++++ Data for the task ++++

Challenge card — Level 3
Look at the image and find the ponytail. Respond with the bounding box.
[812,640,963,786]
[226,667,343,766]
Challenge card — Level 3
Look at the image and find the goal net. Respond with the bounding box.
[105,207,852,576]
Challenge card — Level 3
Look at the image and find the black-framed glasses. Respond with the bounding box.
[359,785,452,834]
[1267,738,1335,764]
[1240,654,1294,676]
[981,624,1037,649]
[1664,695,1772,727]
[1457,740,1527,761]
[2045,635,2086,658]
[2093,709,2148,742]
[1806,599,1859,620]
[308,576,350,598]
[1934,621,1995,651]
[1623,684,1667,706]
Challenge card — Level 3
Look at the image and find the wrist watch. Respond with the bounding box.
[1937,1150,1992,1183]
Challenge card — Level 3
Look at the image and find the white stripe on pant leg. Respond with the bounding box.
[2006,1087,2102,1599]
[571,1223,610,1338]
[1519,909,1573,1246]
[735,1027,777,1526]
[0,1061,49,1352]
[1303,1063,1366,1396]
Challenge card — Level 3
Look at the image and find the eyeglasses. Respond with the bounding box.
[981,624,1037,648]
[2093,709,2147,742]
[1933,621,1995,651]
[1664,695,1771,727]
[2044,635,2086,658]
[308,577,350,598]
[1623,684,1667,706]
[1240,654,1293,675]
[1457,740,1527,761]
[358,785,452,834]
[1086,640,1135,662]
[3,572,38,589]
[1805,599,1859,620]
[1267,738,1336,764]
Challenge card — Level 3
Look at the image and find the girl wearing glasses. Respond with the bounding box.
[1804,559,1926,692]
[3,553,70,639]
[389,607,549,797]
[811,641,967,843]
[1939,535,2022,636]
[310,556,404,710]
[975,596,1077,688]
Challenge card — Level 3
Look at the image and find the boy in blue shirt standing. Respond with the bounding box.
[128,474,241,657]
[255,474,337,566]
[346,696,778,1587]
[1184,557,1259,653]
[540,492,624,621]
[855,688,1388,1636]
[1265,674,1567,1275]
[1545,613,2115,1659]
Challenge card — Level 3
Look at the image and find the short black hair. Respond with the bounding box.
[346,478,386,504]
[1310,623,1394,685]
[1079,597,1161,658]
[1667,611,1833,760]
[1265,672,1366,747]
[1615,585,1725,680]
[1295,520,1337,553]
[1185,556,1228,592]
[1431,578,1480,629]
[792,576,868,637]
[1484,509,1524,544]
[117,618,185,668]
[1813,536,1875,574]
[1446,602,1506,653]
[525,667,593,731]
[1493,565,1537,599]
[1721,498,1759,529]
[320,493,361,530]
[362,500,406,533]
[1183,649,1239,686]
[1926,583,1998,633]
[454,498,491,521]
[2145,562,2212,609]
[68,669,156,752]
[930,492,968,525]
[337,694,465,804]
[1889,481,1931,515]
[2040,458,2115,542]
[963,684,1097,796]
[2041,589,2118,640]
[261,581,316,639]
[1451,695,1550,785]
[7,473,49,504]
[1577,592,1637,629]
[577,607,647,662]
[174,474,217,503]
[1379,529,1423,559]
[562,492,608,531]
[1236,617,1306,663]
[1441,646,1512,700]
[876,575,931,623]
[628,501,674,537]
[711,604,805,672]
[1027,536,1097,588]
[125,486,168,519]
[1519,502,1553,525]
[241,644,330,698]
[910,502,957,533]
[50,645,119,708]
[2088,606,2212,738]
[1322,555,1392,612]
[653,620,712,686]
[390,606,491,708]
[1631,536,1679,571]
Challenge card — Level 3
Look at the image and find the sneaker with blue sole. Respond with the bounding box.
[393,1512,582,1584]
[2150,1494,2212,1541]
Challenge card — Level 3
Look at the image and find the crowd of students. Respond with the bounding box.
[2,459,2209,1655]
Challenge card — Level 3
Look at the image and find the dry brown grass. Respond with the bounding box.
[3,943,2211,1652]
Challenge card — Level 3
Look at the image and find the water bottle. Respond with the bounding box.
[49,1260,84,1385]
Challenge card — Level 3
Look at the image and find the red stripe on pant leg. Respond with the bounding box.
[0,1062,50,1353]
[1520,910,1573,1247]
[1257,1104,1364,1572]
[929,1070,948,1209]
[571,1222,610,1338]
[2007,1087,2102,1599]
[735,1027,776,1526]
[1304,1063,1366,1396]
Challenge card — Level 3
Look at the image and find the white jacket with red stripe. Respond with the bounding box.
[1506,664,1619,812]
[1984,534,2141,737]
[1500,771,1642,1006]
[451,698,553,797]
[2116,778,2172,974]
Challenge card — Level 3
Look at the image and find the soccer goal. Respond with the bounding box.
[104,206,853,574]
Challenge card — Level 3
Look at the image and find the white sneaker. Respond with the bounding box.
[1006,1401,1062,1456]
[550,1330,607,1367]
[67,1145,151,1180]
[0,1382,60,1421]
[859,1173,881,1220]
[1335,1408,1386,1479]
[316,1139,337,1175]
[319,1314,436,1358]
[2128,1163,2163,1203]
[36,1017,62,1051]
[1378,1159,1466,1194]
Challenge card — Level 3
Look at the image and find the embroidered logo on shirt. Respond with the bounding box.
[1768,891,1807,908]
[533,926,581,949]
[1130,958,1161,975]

++++

## Task to complete:
Print the entries exactly. Include every one.

## Answer box:
Challenge card — Level 3
Look at the image and find the ponytail. Respond with the bounding box.
[812,640,963,786]
[226,667,343,766]
Challenge card — Level 3
Look at the image and find the goal net. Respond with the bounding box.
[105,207,852,576]
Challenge card — Level 3
Look at the image and find the black-framed glasses. Respond with the bounding box.
[359,785,452,834]
[1267,738,1335,764]
[1240,654,1294,676]
[981,624,1037,649]
[1664,695,1772,727]
[1457,740,1527,761]
[2045,635,2086,658]
[2093,709,2148,742]
[1806,599,1859,620]
[308,576,350,598]
[1934,621,1995,651]
[1623,684,1667,706]
Challenge card — Level 3
Look at the image and find the wrist watch. Respond with the bounding box.
[1937,1150,1992,1183]
Challenge card — Level 3
Look at the image and find the white stripe on pant leg. Respond with the bounding box.
[2006,1087,2102,1599]
[571,1223,610,1338]
[1519,909,1573,1246]
[735,1027,777,1526]
[0,1061,49,1352]
[1303,1063,1366,1396]
Challenge card — Level 3
Look at the image and find the eyeglasses. Respond with the bounding box.
[981,624,1037,648]
[2093,709,2147,742]
[1933,621,1995,651]
[1664,695,1771,727]
[2044,635,2086,658]
[308,577,350,598]
[1623,684,1667,706]
[1240,654,1293,675]
[1457,740,1527,761]
[358,785,452,834]
[1086,640,1135,662]
[3,572,38,589]
[1805,599,1859,620]
[1267,738,1336,764]
Challenge card — Level 3
Look at the image and find the girl wearing glasses. Respond with the bounding box.
[1804,559,1926,692]
[3,553,70,639]
[389,607,549,797]
[811,641,967,843]
[1939,535,2022,636]
[310,556,404,710]
[975,596,1077,688]
Challenge card — Level 3
Look at the image and find the boy in blue shirt standing. Respond with the bounding box.
[128,474,241,657]
[255,474,337,566]
[346,696,778,1587]
[1184,557,1259,653]
[540,492,624,621]
[855,688,1388,1636]
[1265,674,1567,1275]
[1545,613,2115,1659]
Challenge card — Level 3
Look at the image and find the short black hair. Respond with the bounding box.
[346,478,386,504]
[1310,623,1394,685]
[1079,597,1161,658]
[1667,611,1833,760]
[1265,672,1366,747]
[1615,585,1725,680]
[1295,520,1337,553]
[1185,556,1228,592]
[1431,578,1480,629]
[792,576,868,637]
[1484,509,1524,544]
[117,618,185,668]
[1813,536,1875,574]
[1446,602,1506,653]
[525,667,593,731]
[1493,565,1537,599]
[1721,498,1759,529]
[320,493,361,530]
[362,500,406,533]
[1183,649,1239,686]
[1926,583,1998,633]
[454,498,491,521]
[2145,562,2212,609]
[68,669,156,752]
[930,492,968,525]
[337,694,465,804]
[1889,481,1931,515]
[2040,458,2115,542]
[963,684,1097,796]
[2041,589,2118,640]
[261,581,316,639]
[1451,695,1550,785]
[7,473,49,504]
[1577,592,1637,629]
[577,607,647,662]
[174,474,217,503]
[1379,529,1423,559]
[562,492,608,531]
[1236,617,1306,663]
[1441,646,1512,700]
[876,575,931,623]
[628,501,674,537]
[711,604,805,672]
[1027,536,1097,588]
[125,486,168,519]
[1519,502,1553,525]
[241,644,330,698]
[910,502,957,533]
[50,645,119,708]
[2088,606,2212,738]
[1322,555,1392,612]
[653,620,712,686]
[390,606,491,708]
[1631,536,1679,571]
Challenge card — Level 3
Look at the image and find the sneaker with blue sole. Respond with the bounding box.
[393,1512,582,1584]
[2150,1494,2212,1541]
Challenge card — Level 3
Look at the image and find the crowd of students. Respond with the bounding box.
[2,459,2209,1655]
Challenge card — Level 3
Look at the image and find the dry brown grass. Respond with the bounding box.
[3,943,2211,1652]
Challenge card — Level 3
Look at the image and find the water bottle. Respond with the bounding box.
[49,1260,84,1385]
Challenge card — Level 3
Look at the image and find the red stripe on pant leg. Respond with the bounding box.
[0,1062,50,1353]
[1520,910,1573,1247]
[1257,1104,1364,1572]
[929,1070,948,1209]
[571,1222,610,1338]
[2007,1087,2102,1599]
[735,1027,776,1526]
[1304,1063,1366,1396]
Challenge card — Level 3
Look at the image and find the white jacket with red stripe. Respond with the bounding box.
[1506,664,1619,812]
[1984,534,2141,737]
[1500,771,1642,1006]
[451,698,553,797]
[2116,778,2172,974]
Challenge card — Level 3
Look at the image and find the soccer goal. Respond with the bounding box.
[104,206,853,574]
Challenge card — Level 3
Look at the image and find the white sneaker. Respond with the bounding box.
[1006,1401,1062,1456]
[550,1330,607,1367]
[67,1145,151,1180]
[0,1382,60,1421]
[859,1173,881,1220]
[1335,1408,1386,1479]
[316,1139,337,1175]
[319,1314,436,1358]
[2128,1163,2163,1203]
[36,1017,62,1051]
[1378,1159,1466,1194]
Challenge card — Level 3
Look at the image and find the embroidered logo on shirt. Respond with the bounding box.
[1768,891,1807,908]
[533,926,581,949]
[1130,958,1161,975]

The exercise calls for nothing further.